Recast the lines below as a two-column CSV with the headers "text" and "answer". Give one row for each line that is followed by answers. Put that line in the "text" field and all of its answers in the "answer" field, quote each field, and turn any line breaks into spaces.

--- start of Raw data ---

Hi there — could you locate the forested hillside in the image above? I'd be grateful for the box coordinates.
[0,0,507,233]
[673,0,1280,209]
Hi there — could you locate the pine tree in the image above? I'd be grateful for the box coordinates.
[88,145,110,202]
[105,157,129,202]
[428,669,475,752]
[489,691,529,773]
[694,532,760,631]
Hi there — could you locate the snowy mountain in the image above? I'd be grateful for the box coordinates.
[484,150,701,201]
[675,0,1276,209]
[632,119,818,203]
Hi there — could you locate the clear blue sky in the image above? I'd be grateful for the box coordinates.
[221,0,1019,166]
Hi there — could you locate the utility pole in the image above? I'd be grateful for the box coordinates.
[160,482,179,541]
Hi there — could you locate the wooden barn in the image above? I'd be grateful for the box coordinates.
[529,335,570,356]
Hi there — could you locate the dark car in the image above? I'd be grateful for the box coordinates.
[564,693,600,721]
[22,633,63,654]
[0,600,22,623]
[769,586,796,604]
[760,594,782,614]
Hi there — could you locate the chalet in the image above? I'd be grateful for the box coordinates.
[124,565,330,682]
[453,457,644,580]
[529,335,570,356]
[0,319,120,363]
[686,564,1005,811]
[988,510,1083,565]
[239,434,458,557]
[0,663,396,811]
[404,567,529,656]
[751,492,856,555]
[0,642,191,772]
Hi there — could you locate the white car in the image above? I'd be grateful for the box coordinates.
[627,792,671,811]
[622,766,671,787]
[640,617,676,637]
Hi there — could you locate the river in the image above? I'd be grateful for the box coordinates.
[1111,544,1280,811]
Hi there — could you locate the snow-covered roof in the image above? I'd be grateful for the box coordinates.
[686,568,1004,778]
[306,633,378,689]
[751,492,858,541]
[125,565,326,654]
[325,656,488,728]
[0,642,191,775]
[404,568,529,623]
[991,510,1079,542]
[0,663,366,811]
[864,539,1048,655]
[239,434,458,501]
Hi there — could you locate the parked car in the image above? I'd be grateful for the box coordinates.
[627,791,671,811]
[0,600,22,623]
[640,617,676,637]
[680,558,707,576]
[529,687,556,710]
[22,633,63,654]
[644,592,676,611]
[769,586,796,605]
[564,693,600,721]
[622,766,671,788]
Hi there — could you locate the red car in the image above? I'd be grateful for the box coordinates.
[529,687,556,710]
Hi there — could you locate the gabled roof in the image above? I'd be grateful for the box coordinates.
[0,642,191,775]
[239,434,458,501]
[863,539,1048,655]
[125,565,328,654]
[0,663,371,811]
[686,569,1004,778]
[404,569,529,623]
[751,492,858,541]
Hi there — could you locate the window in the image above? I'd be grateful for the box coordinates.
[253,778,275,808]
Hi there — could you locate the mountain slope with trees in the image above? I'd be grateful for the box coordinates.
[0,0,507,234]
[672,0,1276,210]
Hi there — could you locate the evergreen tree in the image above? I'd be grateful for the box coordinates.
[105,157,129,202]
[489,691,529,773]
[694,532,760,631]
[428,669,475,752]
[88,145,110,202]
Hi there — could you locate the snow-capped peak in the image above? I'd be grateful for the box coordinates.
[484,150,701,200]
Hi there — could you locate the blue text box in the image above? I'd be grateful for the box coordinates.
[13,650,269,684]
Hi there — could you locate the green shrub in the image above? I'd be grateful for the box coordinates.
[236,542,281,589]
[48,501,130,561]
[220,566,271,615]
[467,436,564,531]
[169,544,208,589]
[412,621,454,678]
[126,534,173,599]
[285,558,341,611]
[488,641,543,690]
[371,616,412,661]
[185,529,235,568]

--- end of Raw data ---

_Response to this exercise_
text,answer
"Hi there — could you locate the forested hillside in the image above? I'd be grateful for the box coordinates.","[0,0,507,233] [673,0,1280,209]"
"Hi there — could you locate the pine tree in the image above? I'd be grateful for the box coordinates.","[88,145,110,202] [105,157,129,202] [428,669,475,752] [489,691,529,773] [694,532,760,631]"
"Hi there — could you locate the snowy mountain in the image above? I'd be grateful for the box coordinates.","[484,150,701,201] [675,0,1276,209] [632,119,818,203]"
"Hi there — could you locate the clear blue sky in the image above? I'd be grateful for the box coordinates.","[221,0,1019,166]"
"Hi there — could you locate the utility pole in the image above? I'd be grateful for the box coordinates.","[160,482,179,541]"
"Hi there — could you locate the wooden barn in the image above? I'd be grateful for the box coordinates.","[529,335,570,356]"
"Hi there — could you locate the dark car in the image above? I'd be grateful for the box coordinates.","[564,693,600,721] [22,633,63,654] [0,600,22,623] [769,586,796,604] [760,594,782,614]"
"Hi there — could you locate the chalet in the image above? I'd be grateful for the box coordinates.","[124,565,330,682] [453,457,644,580] [529,335,570,356] [0,319,120,363] [686,564,1005,811] [988,510,1083,565] [239,434,458,557] [0,663,396,811] [404,567,529,656] [751,492,856,555] [0,642,191,772]"
"Hi there — could you locate the white car in the image above? I'd be grateful for the box coordinates.","[627,792,671,811] [622,766,671,787] [640,617,676,637]"
"Hi there — could you locate the river in the image above? I'd be grateful for the box coordinates.","[1111,544,1280,811]"
"Hi there — could you locate the snow-covered roof in the image above? I'd be grateful for the box coordinates.","[686,568,1004,778] [306,633,378,689] [751,492,858,541] [125,565,326,654] [325,656,488,728] [0,642,191,775] [404,568,529,623] [991,510,1079,542] [0,663,366,811] [864,539,1048,655] [239,434,458,501]"
"Hi there — could you locate the parked car in the image above? I'd be grateful for the box coordinates.","[627,791,671,811] [0,600,22,623] [640,617,676,637] [680,558,707,576] [529,687,556,710] [22,633,63,654] [644,592,676,611] [769,586,796,605] [564,693,600,721] [622,766,671,788]"
"Hi there — could you locate the red car in the image above? I'd be grateful for the box coordinates.","[529,687,556,710]"
"Hi there — could you locate the gabled roof in the image above? I'd be grateful for the box coordinates.","[0,642,191,775] [239,434,458,501] [863,539,1048,655] [125,565,328,654] [0,663,371,811] [686,569,1004,778] [404,569,529,623] [751,492,858,541]"
"Hi there — could you locate the window in the image above? I'd be grateful for the box coordinates.","[253,778,275,808]"
"Hi there — could you locate the mountain slope with trees in the image above? I'd be grateful for the box coordinates.","[0,0,507,234] [672,0,1276,210]"
"Hi there — could you locate the evergreen tree in the image above? I'd be grateful for the box coordinates.","[105,157,129,202] [489,691,529,773] [694,532,760,631] [428,669,475,752] [88,145,110,202]"
"Hi there — could you locate the snow-capped peak in the image above? I'd be grateful for the box coordinates.","[484,150,701,200]"
"Hi there — could you locate the blue text box in the image above? I'd be grateful for the box coordinates.","[13,650,269,684]"
"Hi there — could you locate the green shrub in the image above? I'd be grateful for the box coordinates.","[236,542,281,589] [48,501,130,561] [220,566,271,615] [467,436,564,531] [169,544,208,589] [412,621,454,678] [126,534,173,599] [285,558,341,611] [488,641,543,690] [371,616,412,661] [185,529,235,568]"